*WHAT TO WORK ON*.
Output the entries below verbatim, line for line, changing nothing.

## START MATERIAL PROVIDED

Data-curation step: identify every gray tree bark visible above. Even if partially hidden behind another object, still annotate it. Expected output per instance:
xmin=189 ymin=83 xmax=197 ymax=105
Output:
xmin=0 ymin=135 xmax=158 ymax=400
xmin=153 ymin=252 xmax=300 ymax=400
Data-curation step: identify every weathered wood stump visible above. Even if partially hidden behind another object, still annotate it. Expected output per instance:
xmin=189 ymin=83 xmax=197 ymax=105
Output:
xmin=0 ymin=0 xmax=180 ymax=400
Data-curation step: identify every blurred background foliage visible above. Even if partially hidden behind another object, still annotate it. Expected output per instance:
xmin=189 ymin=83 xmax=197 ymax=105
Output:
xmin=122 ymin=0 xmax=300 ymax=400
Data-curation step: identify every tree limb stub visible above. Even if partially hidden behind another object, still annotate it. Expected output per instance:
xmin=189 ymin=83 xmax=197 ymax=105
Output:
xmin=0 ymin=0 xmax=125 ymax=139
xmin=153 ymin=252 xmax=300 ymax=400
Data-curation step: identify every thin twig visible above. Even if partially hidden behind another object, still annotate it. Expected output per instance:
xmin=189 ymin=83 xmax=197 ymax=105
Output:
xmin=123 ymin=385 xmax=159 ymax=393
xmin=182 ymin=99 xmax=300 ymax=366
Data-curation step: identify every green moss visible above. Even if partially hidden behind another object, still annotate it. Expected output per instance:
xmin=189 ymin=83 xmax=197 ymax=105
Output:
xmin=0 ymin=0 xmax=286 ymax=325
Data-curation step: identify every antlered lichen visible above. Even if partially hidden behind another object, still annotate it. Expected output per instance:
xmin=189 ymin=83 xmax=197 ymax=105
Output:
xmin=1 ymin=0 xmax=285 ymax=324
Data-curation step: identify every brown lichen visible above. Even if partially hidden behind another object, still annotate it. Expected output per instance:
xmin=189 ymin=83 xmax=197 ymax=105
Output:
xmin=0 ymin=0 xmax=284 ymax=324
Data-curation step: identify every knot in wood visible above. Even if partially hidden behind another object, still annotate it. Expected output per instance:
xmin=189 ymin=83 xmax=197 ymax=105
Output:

## END MATERIAL PROVIDED

*RESULT*.
Data-curation step: identify every gray tree bark visible above. Even if partially hidden behind another object, still annotate it. Expected output per instance:
xmin=189 ymin=83 xmax=197 ymax=105
Output:
xmin=0 ymin=135 xmax=158 ymax=400
xmin=153 ymin=252 xmax=300 ymax=400
Data-curation step: identify every weathered wood stump visible above. Even if partially hidden behind another object, still annotate it. Expected output per instance:
xmin=189 ymin=83 xmax=197 ymax=105
Output:
xmin=0 ymin=0 xmax=180 ymax=400
Data-curation step: identify every blurred background foliage visible above. Even if partially hidden behind another object, still annotate it. Expected output per instance:
xmin=189 ymin=83 xmax=197 ymax=105
Output:
xmin=122 ymin=0 xmax=300 ymax=400
Data-curation step: identify every tree limb stub visible above. Even if partially hidden behind another object, still annotate it. Expected output per instance:
xmin=189 ymin=83 xmax=197 ymax=105
Output:
xmin=0 ymin=0 xmax=125 ymax=139
xmin=153 ymin=252 xmax=300 ymax=400
Data-curation step: identify every thin twig visible above. Even if partially hidden behind another object, still annotate it. Expected output per instance:
xmin=189 ymin=83 xmax=197 ymax=105
Output:
xmin=123 ymin=385 xmax=159 ymax=393
xmin=182 ymin=99 xmax=300 ymax=366
Data-curation step: identify every green moss visible above. Even if partially hidden behind another object, still annotate it. Expected output per instance:
xmin=189 ymin=83 xmax=197 ymax=105
Output:
xmin=0 ymin=0 xmax=286 ymax=325
Data-curation step: identify every antlered lichen visible above. Even if partially hidden behind another object, still annotate it. Expected output per instance:
xmin=189 ymin=83 xmax=197 ymax=105
Output:
xmin=1 ymin=0 xmax=285 ymax=324
Data-curation step: identify every brown lichen visible above. Even if partially hidden behind another object, still annotate it. Expected output per instance:
xmin=189 ymin=83 xmax=197 ymax=105
Output:
xmin=0 ymin=0 xmax=284 ymax=324
Data-curation step: identify every knot in wood visible above. Even if partially hidden behind another object, still annotate it. Expected output per instance:
xmin=189 ymin=83 xmax=197 ymax=105
Output:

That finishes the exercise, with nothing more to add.